# [Problem statement]
Rewrite the lines below with "coral reef" replaced by "kelp forest" and nothing else changed, leaving the pictures out.

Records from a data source
>>>>
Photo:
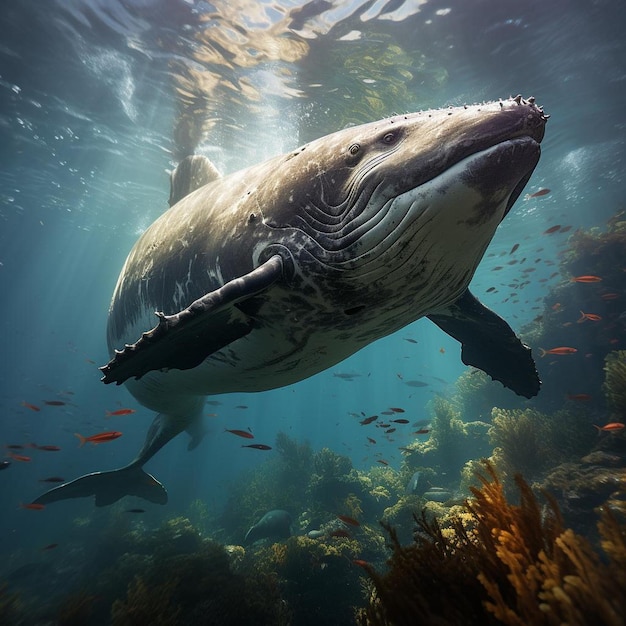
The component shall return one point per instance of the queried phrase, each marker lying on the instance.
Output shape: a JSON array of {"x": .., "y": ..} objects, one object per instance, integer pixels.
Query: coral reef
[
  {"x": 599, "y": 254},
  {"x": 476, "y": 394},
  {"x": 511, "y": 564},
  {"x": 319, "y": 580},
  {"x": 280, "y": 482},
  {"x": 451, "y": 444},
  {"x": 198, "y": 588},
  {"x": 529, "y": 442}
]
<<<<
# [Correct result]
Photo:
The component shall return one point per instance of the queried phrase, each marker lying on the instance.
Output shape: a JSON array of {"x": .., "y": ..} objects, one object per instance, integer pixels.
Query: kelp forest
[
  {"x": 599, "y": 254},
  {"x": 476, "y": 394},
  {"x": 511, "y": 564},
  {"x": 319, "y": 580},
  {"x": 280, "y": 482},
  {"x": 451, "y": 444},
  {"x": 198, "y": 588},
  {"x": 529, "y": 442}
]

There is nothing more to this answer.